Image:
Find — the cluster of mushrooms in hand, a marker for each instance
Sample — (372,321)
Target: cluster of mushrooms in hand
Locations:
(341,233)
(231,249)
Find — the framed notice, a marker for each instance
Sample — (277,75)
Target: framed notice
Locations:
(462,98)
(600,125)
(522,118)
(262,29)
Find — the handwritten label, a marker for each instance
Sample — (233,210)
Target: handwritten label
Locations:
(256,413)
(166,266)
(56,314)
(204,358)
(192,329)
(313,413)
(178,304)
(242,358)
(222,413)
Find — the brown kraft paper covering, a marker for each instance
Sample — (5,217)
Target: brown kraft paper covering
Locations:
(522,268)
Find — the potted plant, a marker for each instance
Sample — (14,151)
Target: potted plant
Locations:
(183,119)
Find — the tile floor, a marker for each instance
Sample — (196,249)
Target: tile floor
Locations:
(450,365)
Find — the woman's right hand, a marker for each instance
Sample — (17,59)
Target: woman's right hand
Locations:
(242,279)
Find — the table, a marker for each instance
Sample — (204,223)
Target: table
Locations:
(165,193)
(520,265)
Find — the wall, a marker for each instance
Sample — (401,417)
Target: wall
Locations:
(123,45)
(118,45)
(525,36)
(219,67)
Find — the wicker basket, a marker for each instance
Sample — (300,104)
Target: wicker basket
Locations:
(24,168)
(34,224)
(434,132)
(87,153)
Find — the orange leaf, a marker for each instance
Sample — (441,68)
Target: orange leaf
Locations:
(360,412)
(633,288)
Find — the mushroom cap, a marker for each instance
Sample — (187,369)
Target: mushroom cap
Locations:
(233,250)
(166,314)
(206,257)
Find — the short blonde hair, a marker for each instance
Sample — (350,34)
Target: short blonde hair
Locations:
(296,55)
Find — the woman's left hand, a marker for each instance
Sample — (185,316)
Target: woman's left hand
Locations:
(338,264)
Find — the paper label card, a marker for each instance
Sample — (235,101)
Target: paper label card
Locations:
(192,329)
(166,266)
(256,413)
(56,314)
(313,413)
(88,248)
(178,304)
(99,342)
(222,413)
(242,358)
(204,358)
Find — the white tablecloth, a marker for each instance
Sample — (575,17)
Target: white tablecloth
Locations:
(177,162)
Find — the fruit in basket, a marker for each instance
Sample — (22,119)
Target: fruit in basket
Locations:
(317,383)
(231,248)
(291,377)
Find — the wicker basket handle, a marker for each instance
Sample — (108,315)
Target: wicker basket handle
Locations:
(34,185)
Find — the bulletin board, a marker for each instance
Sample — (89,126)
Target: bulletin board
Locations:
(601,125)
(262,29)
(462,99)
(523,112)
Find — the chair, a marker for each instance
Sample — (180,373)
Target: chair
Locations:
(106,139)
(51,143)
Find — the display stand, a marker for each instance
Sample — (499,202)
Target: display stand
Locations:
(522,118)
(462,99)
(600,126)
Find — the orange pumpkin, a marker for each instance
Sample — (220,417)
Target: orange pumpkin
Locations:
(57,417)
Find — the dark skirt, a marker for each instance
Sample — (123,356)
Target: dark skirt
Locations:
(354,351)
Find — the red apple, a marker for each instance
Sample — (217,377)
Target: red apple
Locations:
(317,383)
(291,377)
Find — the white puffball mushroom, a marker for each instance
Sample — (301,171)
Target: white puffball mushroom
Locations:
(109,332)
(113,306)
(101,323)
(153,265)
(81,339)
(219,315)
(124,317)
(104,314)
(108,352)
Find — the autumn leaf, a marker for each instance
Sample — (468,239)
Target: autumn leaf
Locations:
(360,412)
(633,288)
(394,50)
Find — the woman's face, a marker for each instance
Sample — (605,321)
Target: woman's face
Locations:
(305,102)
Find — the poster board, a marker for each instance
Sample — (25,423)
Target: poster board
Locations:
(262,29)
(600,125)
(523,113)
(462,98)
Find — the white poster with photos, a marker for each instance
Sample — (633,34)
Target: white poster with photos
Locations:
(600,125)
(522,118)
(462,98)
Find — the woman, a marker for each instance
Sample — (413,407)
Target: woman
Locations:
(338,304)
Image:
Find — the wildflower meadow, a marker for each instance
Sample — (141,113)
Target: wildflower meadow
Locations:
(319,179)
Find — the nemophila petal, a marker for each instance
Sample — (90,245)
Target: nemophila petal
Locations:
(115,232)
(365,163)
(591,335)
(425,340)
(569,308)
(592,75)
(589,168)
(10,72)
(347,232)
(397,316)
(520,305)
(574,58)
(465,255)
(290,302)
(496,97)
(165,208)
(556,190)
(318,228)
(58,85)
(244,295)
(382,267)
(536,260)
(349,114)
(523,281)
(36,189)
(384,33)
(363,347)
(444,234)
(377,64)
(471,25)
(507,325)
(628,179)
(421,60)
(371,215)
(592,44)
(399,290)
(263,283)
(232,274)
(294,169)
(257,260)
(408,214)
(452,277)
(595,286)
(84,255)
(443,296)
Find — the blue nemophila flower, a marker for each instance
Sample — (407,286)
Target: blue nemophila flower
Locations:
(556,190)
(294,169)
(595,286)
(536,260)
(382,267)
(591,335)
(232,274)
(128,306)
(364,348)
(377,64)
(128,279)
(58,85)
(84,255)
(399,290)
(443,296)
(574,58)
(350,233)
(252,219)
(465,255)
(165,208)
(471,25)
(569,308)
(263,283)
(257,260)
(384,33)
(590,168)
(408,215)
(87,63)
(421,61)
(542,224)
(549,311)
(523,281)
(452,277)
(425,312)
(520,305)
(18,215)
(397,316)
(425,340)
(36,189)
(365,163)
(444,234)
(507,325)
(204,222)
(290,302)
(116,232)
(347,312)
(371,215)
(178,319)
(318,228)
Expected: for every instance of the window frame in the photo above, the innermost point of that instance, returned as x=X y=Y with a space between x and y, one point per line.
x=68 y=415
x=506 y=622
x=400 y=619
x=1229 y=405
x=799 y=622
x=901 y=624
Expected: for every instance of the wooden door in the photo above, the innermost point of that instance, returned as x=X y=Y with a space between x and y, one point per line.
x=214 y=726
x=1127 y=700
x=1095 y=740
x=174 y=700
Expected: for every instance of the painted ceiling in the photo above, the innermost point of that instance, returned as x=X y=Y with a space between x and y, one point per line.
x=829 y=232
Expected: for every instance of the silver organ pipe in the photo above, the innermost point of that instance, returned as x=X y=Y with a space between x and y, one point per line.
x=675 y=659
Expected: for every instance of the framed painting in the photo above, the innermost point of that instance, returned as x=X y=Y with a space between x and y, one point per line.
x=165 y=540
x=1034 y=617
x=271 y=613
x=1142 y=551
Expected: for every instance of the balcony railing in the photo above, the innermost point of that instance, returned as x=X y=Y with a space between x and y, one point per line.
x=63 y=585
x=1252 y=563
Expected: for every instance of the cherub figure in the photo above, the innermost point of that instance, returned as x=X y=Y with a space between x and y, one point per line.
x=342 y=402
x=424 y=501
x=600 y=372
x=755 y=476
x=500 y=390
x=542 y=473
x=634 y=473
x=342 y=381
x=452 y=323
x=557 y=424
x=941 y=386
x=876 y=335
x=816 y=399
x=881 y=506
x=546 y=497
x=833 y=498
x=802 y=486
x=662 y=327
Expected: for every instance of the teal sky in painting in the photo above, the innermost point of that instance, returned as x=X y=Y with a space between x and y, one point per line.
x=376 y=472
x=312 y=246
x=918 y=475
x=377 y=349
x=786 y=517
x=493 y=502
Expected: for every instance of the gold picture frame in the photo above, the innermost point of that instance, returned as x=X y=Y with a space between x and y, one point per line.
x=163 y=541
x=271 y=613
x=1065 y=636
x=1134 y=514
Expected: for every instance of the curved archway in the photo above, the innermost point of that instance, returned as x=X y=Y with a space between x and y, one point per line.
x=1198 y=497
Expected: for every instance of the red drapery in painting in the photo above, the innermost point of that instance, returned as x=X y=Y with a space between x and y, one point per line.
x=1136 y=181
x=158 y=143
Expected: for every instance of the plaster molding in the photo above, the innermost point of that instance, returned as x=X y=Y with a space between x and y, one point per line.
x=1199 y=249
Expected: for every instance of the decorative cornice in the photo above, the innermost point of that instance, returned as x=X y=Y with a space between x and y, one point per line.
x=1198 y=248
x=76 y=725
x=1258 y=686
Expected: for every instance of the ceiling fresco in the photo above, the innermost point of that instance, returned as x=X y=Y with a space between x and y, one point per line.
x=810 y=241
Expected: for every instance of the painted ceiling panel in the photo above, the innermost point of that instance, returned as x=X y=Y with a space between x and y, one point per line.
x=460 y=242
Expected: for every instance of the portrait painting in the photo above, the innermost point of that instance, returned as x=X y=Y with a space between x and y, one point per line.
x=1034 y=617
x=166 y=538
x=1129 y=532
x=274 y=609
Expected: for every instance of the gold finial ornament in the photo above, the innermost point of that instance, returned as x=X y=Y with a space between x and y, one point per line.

□ □ □

## Direction
Arrange the lines of the rows above as a Markdown table with the columns "Number" and "Line," starting at the line containing "Expected: for every instance of the ceiling" and ending at the last line of the rows. Leave out blank lines.

## Answer
| Number | Line |
|---|---|
| 1 | Expected: for every instance of the ceiling fresco in the photo above, the innermost point of that instance, returned as x=X y=Y with a space between x and y, one point per line. |
| 2 | x=810 y=241 |
| 3 | Expected: for every instance of the painted ceiling panel in the photo above, the innermost point of that instance, returned as x=X y=Y with a space between x and y, one point per line. |
| 4 | x=460 y=242 |
| 5 | Expected: for every instance of the portrait painting in the photo above, the innermost point of that instance, returned as x=X y=Y with a space between x and y, one point per line. |
| 6 | x=1034 y=617 |
| 7 | x=166 y=538 |
| 8 | x=1129 y=532 |
| 9 | x=274 y=609 |
| 10 | Expected: for every instance of the gold finial ornament in the photo above, the innermost point of that instance, returned as x=X y=Y with a space between x and y, one point per line. |